(What to work on): In the entries below, find the line with "job: concrete column" and the line with "Trace the outline"; reproduce those two lines and all lines between them exactly, without pictures.

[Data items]
• • • • •

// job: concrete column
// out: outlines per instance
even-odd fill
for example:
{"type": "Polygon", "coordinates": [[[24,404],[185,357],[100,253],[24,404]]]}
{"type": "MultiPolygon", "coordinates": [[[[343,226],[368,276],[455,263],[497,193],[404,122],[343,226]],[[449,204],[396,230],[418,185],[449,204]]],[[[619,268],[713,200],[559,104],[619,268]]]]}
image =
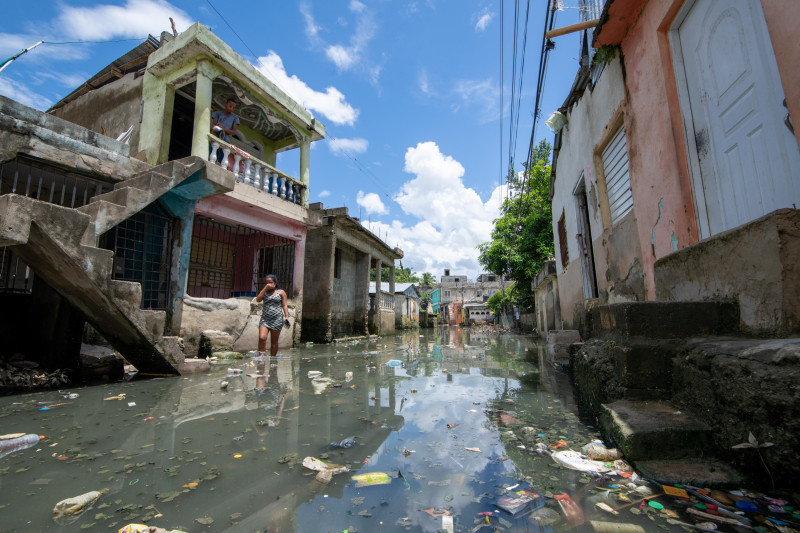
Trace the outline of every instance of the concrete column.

• • • • •

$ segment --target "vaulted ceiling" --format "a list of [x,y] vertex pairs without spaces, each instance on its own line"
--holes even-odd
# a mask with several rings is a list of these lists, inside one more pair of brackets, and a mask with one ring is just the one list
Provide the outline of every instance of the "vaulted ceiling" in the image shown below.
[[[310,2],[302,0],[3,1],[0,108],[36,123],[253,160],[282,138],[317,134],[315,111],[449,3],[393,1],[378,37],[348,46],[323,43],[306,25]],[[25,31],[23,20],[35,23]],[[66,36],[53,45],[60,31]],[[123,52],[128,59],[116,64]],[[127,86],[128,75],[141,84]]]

• • • • •

(Solution for this task):
// job: concrete column
// out: outlines per instance
even-odd fill
for example:
{"type": "Polygon", "coordinates": [[[24,404],[185,357],[100,253],[24,404]]]}
{"type": "MultiPolygon", "coordinates": [[[[343,226],[368,276],[455,263],[497,193],[404,122],[343,226]],[[449,204],[396,230],[418,185],[449,204]]],[[[619,268],[713,200],[559,104],[619,268]]]]}
image =
Trace the outline of every instance of the concrete column.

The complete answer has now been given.